Point-per-instance localization data:
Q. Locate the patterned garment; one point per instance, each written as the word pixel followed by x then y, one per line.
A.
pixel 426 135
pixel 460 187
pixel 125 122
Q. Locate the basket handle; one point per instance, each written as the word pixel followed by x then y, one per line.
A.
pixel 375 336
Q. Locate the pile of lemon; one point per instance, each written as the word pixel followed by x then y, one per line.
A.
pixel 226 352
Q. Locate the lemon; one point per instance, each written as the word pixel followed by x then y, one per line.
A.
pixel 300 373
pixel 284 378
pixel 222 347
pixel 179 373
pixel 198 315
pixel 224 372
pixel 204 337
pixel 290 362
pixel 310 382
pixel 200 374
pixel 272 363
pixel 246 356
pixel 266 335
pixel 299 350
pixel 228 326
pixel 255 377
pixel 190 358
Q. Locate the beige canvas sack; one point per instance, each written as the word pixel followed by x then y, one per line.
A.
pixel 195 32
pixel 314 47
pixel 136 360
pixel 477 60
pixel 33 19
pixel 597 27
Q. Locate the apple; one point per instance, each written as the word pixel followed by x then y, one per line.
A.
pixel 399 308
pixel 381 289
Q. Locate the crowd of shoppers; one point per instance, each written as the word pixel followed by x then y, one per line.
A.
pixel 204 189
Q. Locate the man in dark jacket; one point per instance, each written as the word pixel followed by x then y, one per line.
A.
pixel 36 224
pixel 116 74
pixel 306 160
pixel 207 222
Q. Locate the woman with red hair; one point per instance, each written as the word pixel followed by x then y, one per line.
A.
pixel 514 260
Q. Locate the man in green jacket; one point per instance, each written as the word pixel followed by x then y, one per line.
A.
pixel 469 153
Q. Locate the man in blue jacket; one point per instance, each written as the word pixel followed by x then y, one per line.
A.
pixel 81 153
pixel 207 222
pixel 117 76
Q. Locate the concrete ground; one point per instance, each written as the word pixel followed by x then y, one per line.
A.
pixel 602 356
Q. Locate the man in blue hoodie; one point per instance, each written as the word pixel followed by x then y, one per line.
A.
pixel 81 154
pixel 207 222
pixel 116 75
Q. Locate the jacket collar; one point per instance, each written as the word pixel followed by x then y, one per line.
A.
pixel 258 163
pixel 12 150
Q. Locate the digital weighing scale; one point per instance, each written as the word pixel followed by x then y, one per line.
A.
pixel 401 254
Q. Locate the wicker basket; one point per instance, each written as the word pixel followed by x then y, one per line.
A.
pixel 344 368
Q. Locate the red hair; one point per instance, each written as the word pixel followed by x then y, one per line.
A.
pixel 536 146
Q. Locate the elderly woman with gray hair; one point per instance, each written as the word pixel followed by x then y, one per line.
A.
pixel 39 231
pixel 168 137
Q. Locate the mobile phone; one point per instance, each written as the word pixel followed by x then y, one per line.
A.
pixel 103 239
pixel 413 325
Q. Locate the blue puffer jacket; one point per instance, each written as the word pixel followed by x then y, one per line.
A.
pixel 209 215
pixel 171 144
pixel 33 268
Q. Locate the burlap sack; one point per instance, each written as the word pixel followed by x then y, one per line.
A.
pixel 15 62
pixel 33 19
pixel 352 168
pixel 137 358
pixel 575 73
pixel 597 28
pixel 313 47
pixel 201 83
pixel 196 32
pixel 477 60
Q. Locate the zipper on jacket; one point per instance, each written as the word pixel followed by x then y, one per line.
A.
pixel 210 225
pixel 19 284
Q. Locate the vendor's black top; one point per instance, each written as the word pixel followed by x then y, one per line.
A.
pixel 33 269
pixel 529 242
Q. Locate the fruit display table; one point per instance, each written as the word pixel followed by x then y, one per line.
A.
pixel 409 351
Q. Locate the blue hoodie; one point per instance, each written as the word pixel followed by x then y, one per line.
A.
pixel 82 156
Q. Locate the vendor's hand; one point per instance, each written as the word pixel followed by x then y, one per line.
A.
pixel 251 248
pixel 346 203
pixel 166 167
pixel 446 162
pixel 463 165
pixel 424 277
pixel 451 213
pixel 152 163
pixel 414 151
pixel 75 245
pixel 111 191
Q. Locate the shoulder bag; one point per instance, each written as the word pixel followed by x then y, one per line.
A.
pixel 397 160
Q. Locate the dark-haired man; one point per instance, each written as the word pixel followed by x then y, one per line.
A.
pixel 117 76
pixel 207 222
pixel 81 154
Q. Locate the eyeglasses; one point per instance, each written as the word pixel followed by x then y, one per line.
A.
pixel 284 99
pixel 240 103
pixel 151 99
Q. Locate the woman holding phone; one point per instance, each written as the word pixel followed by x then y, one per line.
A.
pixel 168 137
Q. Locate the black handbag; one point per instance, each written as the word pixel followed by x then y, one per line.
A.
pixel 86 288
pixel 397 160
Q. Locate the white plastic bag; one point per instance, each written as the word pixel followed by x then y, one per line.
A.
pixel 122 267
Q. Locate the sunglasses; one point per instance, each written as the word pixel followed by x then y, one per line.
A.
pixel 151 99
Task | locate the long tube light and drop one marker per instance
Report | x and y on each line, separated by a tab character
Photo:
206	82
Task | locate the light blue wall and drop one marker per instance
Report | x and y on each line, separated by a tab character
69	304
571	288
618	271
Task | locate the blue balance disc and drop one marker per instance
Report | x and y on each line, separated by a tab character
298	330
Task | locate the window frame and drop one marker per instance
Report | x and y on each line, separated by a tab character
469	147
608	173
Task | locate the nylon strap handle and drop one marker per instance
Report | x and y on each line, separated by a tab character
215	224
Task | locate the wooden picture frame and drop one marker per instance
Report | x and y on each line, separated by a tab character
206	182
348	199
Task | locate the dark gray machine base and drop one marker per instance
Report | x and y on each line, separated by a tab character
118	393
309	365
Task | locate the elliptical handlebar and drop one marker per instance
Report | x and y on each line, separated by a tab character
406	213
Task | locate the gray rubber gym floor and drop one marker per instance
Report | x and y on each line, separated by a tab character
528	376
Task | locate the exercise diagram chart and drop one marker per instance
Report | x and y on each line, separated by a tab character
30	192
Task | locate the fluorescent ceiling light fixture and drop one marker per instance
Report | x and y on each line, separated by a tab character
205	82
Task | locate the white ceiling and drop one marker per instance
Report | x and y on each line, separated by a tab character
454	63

==

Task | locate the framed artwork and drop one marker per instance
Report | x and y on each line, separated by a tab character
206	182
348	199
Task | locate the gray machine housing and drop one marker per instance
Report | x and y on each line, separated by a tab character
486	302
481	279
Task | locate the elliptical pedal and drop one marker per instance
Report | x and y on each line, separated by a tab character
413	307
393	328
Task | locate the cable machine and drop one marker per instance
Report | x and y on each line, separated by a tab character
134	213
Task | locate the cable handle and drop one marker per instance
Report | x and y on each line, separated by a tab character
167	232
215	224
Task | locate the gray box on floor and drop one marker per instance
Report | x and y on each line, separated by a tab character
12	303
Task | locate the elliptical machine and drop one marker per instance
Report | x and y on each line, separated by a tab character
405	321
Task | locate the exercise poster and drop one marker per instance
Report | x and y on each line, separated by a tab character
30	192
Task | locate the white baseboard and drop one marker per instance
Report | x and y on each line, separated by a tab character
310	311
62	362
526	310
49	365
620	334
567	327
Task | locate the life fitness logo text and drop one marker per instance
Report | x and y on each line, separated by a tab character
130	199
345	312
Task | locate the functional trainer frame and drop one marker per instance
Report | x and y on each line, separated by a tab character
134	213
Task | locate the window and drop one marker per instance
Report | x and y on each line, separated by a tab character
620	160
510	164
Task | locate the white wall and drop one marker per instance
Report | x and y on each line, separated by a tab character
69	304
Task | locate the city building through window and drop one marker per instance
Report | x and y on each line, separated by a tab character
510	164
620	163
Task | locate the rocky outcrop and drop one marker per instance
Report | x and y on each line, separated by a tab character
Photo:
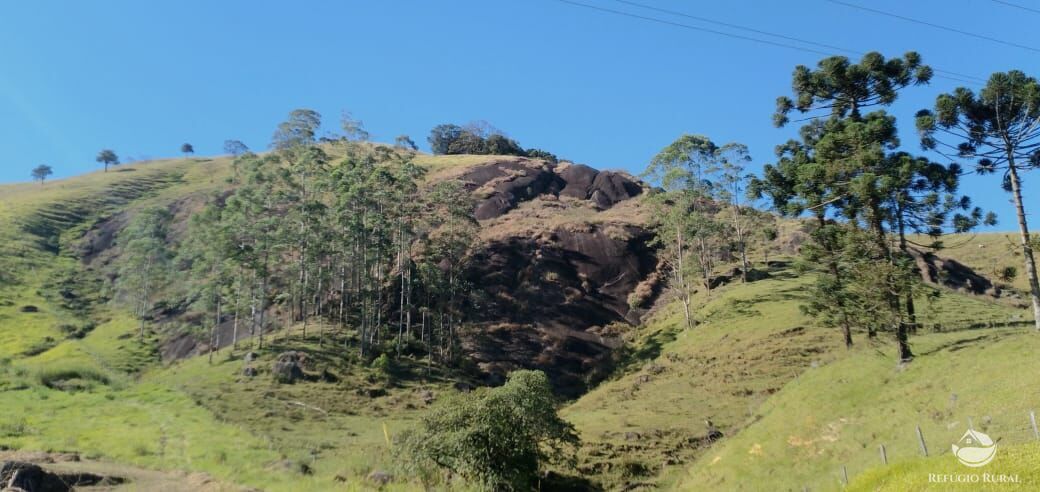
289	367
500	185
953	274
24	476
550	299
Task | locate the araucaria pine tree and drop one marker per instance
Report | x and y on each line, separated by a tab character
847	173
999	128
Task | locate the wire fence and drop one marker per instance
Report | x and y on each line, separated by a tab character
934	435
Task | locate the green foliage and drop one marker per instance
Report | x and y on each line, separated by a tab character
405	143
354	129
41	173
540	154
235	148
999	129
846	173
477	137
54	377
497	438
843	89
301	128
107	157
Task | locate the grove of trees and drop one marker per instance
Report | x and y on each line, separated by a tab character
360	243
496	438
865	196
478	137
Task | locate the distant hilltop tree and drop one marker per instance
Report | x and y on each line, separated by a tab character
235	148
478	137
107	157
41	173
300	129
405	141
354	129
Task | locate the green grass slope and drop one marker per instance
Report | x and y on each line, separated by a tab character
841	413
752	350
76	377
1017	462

→ WHAT THE TASK ASKS:
Pick out every line above that holds the word "floor" and copy it.

→ OUTPUT FOR THIS EXERCISE:
Task | locate the gray rubber gym floor and drop one marker per instance
Task | locate the gray box on floor and drop one marker per instance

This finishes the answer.